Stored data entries
==========

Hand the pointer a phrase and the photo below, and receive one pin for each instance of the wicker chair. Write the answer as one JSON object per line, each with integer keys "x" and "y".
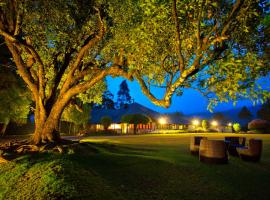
{"x": 234, "y": 142}
{"x": 195, "y": 145}
{"x": 213, "y": 151}
{"x": 252, "y": 152}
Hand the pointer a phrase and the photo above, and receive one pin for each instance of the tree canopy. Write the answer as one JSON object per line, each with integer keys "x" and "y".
{"x": 264, "y": 112}
{"x": 123, "y": 96}
{"x": 65, "y": 49}
{"x": 245, "y": 113}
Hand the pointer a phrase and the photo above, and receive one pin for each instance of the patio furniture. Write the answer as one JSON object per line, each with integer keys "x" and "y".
{"x": 213, "y": 151}
{"x": 195, "y": 145}
{"x": 252, "y": 152}
{"x": 234, "y": 142}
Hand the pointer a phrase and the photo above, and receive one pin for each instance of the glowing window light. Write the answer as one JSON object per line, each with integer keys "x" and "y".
{"x": 195, "y": 122}
{"x": 162, "y": 120}
{"x": 214, "y": 123}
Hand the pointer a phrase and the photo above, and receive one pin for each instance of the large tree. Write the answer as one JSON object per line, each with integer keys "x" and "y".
{"x": 107, "y": 100}
{"x": 64, "y": 48}
{"x": 264, "y": 112}
{"x": 15, "y": 100}
{"x": 123, "y": 96}
{"x": 244, "y": 113}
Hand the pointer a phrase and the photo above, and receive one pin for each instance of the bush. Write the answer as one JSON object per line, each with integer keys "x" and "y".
{"x": 205, "y": 124}
{"x": 237, "y": 127}
{"x": 259, "y": 125}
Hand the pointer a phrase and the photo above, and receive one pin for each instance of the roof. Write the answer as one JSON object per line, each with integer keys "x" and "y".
{"x": 134, "y": 108}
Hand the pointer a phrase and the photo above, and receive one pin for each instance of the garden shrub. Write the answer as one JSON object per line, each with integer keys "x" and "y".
{"x": 106, "y": 121}
{"x": 237, "y": 127}
{"x": 259, "y": 125}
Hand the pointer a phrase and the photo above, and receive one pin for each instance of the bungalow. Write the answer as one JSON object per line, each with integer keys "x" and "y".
{"x": 158, "y": 120}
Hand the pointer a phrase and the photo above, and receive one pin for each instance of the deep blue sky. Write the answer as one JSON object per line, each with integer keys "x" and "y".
{"x": 191, "y": 101}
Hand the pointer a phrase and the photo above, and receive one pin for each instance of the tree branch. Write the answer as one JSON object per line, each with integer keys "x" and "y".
{"x": 181, "y": 63}
{"x": 84, "y": 50}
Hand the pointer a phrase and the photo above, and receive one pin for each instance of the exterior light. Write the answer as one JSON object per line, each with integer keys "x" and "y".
{"x": 195, "y": 122}
{"x": 214, "y": 123}
{"x": 162, "y": 120}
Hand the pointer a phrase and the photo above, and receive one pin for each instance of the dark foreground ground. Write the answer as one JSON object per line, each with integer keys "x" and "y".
{"x": 134, "y": 167}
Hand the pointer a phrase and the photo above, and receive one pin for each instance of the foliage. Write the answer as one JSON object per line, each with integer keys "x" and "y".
{"x": 219, "y": 117}
{"x": 107, "y": 100}
{"x": 135, "y": 119}
{"x": 237, "y": 127}
{"x": 123, "y": 96}
{"x": 15, "y": 99}
{"x": 79, "y": 115}
{"x": 205, "y": 124}
{"x": 194, "y": 44}
{"x": 244, "y": 113}
{"x": 259, "y": 124}
{"x": 106, "y": 121}
{"x": 264, "y": 112}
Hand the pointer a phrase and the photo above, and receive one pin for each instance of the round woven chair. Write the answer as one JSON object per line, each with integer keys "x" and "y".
{"x": 213, "y": 151}
{"x": 194, "y": 146}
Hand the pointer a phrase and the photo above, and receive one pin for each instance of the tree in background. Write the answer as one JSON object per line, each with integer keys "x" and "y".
{"x": 15, "y": 99}
{"x": 107, "y": 100}
{"x": 237, "y": 127}
{"x": 106, "y": 121}
{"x": 135, "y": 119}
{"x": 264, "y": 112}
{"x": 123, "y": 96}
{"x": 220, "y": 118}
{"x": 205, "y": 124}
{"x": 245, "y": 113}
{"x": 64, "y": 48}
{"x": 78, "y": 114}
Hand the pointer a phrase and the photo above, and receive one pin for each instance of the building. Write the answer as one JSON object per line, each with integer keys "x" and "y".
{"x": 158, "y": 120}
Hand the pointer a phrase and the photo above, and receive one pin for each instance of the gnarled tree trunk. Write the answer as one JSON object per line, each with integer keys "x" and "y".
{"x": 47, "y": 120}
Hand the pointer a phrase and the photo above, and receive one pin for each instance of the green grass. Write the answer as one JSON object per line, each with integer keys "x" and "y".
{"x": 136, "y": 167}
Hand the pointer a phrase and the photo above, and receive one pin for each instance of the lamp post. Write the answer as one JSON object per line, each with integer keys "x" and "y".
{"x": 162, "y": 121}
{"x": 214, "y": 123}
{"x": 230, "y": 126}
{"x": 195, "y": 123}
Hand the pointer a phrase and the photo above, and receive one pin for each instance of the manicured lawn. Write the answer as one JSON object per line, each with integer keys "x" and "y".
{"x": 135, "y": 167}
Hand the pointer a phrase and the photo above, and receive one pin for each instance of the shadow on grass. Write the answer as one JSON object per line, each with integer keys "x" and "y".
{"x": 110, "y": 171}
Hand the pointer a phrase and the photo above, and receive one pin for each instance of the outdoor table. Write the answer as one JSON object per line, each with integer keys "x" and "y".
{"x": 213, "y": 151}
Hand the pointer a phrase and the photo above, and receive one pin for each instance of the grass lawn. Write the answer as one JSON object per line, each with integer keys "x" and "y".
{"x": 135, "y": 167}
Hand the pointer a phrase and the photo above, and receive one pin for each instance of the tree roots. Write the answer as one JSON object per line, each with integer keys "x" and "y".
{"x": 12, "y": 150}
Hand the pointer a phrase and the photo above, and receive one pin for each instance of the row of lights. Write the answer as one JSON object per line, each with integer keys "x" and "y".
{"x": 196, "y": 122}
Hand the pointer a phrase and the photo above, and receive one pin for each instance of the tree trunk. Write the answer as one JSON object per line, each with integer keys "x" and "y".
{"x": 3, "y": 128}
{"x": 47, "y": 122}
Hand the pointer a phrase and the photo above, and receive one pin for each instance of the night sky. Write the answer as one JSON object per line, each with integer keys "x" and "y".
{"x": 191, "y": 101}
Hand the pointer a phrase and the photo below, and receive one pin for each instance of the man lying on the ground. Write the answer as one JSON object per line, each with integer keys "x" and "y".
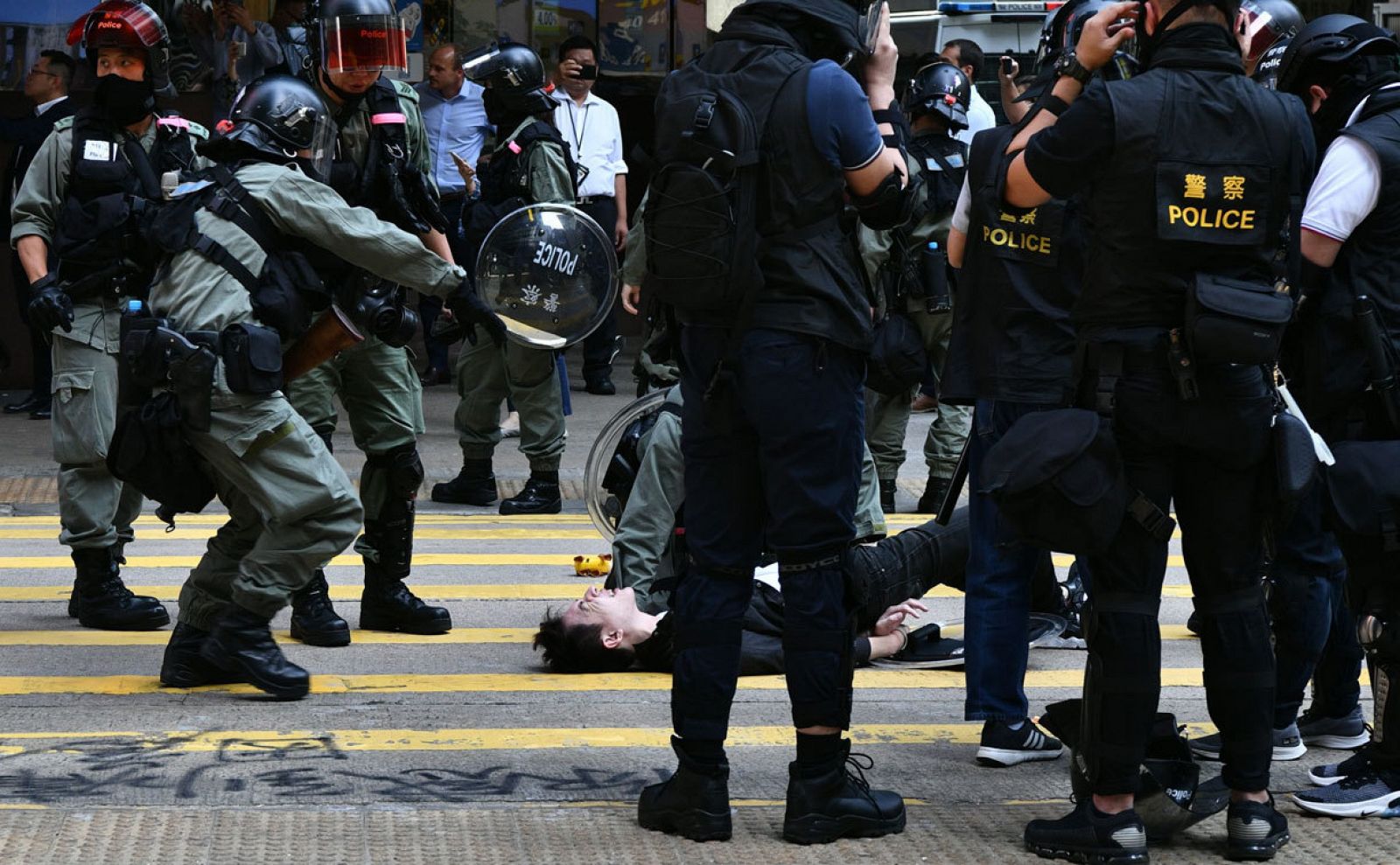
{"x": 608, "y": 631}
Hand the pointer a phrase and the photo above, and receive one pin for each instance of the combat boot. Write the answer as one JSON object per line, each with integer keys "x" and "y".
{"x": 388, "y": 605}
{"x": 242, "y": 644}
{"x": 832, "y": 799}
{"x": 934, "y": 493}
{"x": 104, "y": 602}
{"x": 475, "y": 485}
{"x": 314, "y": 620}
{"x": 184, "y": 666}
{"x": 693, "y": 802}
{"x": 539, "y": 496}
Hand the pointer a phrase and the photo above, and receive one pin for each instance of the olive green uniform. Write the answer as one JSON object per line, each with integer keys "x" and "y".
{"x": 375, "y": 382}
{"x": 290, "y": 506}
{"x": 95, "y": 510}
{"x": 641, "y": 546}
{"x": 886, "y": 417}
{"x": 486, "y": 373}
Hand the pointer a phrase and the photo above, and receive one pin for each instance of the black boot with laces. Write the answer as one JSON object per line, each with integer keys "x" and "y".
{"x": 832, "y": 799}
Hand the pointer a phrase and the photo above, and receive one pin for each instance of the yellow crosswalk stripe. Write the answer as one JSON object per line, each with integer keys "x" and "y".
{"x": 494, "y": 738}
{"x": 458, "y": 636}
{"x": 37, "y": 563}
{"x": 513, "y": 591}
{"x": 461, "y": 683}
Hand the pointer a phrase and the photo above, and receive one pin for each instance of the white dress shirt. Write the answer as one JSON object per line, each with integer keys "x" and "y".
{"x": 594, "y": 136}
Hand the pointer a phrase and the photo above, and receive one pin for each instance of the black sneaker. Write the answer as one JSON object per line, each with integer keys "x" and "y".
{"x": 1089, "y": 837}
{"x": 1255, "y": 830}
{"x": 1004, "y": 746}
{"x": 693, "y": 802}
{"x": 1332, "y": 773}
{"x": 832, "y": 799}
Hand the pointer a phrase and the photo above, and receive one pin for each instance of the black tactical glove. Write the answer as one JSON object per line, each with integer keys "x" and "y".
{"x": 51, "y": 305}
{"x": 469, "y": 310}
{"x": 424, "y": 199}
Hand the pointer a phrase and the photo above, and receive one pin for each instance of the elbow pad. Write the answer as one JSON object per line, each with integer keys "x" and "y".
{"x": 889, "y": 205}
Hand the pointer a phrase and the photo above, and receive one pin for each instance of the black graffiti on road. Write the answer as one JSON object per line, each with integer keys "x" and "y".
{"x": 186, "y": 767}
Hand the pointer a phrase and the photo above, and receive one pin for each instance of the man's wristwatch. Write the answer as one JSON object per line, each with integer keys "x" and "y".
{"x": 1070, "y": 66}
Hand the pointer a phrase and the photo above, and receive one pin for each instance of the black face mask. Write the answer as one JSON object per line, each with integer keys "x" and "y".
{"x": 122, "y": 101}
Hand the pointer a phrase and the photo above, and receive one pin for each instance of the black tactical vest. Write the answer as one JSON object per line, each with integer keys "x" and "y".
{"x": 1021, "y": 277}
{"x": 812, "y": 279}
{"x": 1201, "y": 178}
{"x": 1334, "y": 373}
{"x": 114, "y": 189}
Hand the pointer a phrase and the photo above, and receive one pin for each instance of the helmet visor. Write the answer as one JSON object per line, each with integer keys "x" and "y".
{"x": 364, "y": 44}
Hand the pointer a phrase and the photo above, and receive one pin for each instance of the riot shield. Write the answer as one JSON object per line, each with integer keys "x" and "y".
{"x": 613, "y": 462}
{"x": 550, "y": 273}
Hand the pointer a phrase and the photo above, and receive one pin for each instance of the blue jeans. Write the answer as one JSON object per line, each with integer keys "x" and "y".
{"x": 1315, "y": 633}
{"x": 998, "y": 605}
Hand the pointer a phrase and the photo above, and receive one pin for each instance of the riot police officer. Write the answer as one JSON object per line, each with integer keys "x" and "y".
{"x": 1348, "y": 72}
{"x": 907, "y": 270}
{"x": 755, "y": 473}
{"x": 231, "y": 287}
{"x": 382, "y": 164}
{"x": 1012, "y": 354}
{"x": 1190, "y": 174}
{"x": 531, "y": 165}
{"x": 83, "y": 206}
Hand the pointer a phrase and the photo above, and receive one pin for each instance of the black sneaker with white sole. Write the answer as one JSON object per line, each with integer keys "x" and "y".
{"x": 1255, "y": 830}
{"x": 1330, "y": 773}
{"x": 1362, "y": 795}
{"x": 1089, "y": 837}
{"x": 1004, "y": 746}
{"x": 1341, "y": 734}
{"x": 1288, "y": 745}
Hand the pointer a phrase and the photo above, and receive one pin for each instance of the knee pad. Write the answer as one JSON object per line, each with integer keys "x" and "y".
{"x": 402, "y": 468}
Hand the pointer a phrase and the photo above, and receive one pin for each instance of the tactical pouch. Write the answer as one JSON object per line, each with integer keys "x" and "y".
{"x": 150, "y": 452}
{"x": 252, "y": 359}
{"x": 896, "y": 359}
{"x": 1236, "y": 322}
{"x": 1060, "y": 485}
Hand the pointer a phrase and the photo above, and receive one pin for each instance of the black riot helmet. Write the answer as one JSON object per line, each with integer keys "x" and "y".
{"x": 359, "y": 35}
{"x": 1264, "y": 23}
{"x": 1060, "y": 34}
{"x": 128, "y": 24}
{"x": 832, "y": 30}
{"x": 514, "y": 77}
{"x": 940, "y": 88}
{"x": 1266, "y": 70}
{"x": 280, "y": 118}
{"x": 1334, "y": 46}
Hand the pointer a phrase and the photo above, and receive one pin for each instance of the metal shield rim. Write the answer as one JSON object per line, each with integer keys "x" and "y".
{"x": 601, "y": 454}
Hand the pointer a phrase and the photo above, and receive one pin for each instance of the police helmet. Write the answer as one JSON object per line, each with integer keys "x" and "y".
{"x": 282, "y": 116}
{"x": 128, "y": 24}
{"x": 940, "y": 88}
{"x": 514, "y": 73}
{"x": 360, "y": 35}
{"x": 1264, "y": 23}
{"x": 1266, "y": 70}
{"x": 1061, "y": 31}
{"x": 1327, "y": 45}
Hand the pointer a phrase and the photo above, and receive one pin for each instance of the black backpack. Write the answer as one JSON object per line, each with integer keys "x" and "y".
{"x": 702, "y": 219}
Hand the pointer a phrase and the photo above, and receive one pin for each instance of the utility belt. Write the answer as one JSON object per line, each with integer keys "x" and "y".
{"x": 154, "y": 354}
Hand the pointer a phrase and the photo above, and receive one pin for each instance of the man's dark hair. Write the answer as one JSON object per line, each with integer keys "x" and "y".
{"x": 574, "y": 44}
{"x": 60, "y": 65}
{"x": 578, "y": 650}
{"x": 970, "y": 53}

==========

- **Problem statement**
Only the lines from the one containing "the black backpack." to the end of the data should be printed, exactly as they stand.

- **Complete answer**
Hand the pointer a phrase and the photo above, and receive one pin for each instance of the black backpack. Write the answer as one JSON object per line, each with integer keys "x" and "y".
{"x": 702, "y": 219}
Hand the pointer a phrase and the photo above, and receive one pin for each instance of the utility belt. Write the answer as one JSON object per line, each with integer keys "x" and "y".
{"x": 154, "y": 354}
Hand the pointer a phrase and the photo above, and receive one pin for each instance of the man's dark hair. Write the answer as one JSON object per line, each with integer keys "x" and "y".
{"x": 574, "y": 44}
{"x": 60, "y": 65}
{"x": 578, "y": 650}
{"x": 970, "y": 53}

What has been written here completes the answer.